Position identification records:

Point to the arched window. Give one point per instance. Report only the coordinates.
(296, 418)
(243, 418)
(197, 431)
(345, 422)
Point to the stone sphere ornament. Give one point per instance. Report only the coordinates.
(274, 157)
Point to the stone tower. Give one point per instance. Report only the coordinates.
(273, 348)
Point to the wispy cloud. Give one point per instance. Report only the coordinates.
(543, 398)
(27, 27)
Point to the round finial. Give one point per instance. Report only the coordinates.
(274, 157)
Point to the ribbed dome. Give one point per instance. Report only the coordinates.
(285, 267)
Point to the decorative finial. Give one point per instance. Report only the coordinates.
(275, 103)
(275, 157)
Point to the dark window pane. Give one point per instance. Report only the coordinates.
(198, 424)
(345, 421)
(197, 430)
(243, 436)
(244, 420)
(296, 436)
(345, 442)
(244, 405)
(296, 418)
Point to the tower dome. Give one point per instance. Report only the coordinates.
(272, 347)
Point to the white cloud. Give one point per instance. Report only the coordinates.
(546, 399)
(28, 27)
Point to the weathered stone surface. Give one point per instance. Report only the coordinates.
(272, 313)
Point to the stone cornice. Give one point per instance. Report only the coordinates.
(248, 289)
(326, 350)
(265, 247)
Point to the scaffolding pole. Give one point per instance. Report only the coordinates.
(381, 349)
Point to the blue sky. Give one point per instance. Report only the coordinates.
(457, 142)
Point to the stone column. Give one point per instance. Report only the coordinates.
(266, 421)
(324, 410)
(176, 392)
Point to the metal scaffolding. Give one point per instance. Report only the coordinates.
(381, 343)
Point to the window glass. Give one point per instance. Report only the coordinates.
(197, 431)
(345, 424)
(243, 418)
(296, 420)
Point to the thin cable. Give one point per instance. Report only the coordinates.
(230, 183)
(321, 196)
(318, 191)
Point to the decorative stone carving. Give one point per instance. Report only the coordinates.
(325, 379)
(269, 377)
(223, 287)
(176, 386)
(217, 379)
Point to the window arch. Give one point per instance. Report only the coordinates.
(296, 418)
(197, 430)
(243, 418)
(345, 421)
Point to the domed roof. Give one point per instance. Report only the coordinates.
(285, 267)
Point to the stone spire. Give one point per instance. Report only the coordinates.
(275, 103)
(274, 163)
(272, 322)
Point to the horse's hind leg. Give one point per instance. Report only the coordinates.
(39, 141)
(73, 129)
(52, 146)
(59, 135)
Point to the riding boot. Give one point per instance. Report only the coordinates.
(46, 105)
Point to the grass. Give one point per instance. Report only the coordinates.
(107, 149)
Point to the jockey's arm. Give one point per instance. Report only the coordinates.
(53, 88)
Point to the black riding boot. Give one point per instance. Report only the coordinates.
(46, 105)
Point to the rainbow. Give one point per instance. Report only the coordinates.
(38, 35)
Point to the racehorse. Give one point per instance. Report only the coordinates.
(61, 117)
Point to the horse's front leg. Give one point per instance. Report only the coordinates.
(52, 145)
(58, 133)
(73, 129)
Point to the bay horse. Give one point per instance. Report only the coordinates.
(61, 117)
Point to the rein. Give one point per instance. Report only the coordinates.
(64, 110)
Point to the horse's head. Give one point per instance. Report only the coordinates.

WHAT YOU SHOULD DO: Rewrite the items as a numbered list, from the line containing "Point to the decorative stone" through the end of the items, both included. Leave out any blank lines.

RESPONSE:
1. Point to the decorative stone carving. Give one point per instance. Report only the coordinates.
2. (325, 379)
3. (269, 377)
4. (223, 287)
5. (176, 386)
6. (217, 379)
7. Point to the window arch. Give one point per instance. Report only the coordinates.
8. (296, 418)
9. (197, 430)
10. (243, 418)
11. (345, 421)
12. Point to the domed roof. Give one point per instance. Report only the coordinates.
13. (285, 267)
14. Point to the stone spire. Give one point per instance. Report only the coordinates.
15. (275, 103)
16. (274, 163)
17. (272, 322)
18. Point to the horse's hind leg. Give one point per instance. Report only the coordinates.
19. (39, 141)
20. (73, 129)
21. (52, 146)
22. (59, 135)
23. Point to the riding boot. Give one point per instance. Report only the coordinates.
24. (46, 105)
25. Point to the grass. Give one point per instance. Report only the coordinates.
26. (107, 149)
27. Point to the jockey's arm. Give one point per instance. Report only the coordinates.
28. (53, 88)
29. Point to the black riding boot. Give one point per instance. Report only the coordinates.
30. (46, 105)
31. Point to the rainbow. Give one point per instance. Report only the coordinates.
32. (38, 35)
33. Point to the racehorse. Give one point per instance. Report only the coordinates.
34. (61, 117)
35. Point to the horse's front leg. Give one point per instance. Report only the coordinates.
36. (52, 145)
37. (58, 133)
38. (73, 129)
39. Point to the bay horse. Give one point per instance. Report only the coordinates.
40. (61, 117)
41. Point to the rein. Give one point per instance. Report only the coordinates.
42. (64, 110)
43. Point to the horse's head. Give one point per instance. Report only the coordinates.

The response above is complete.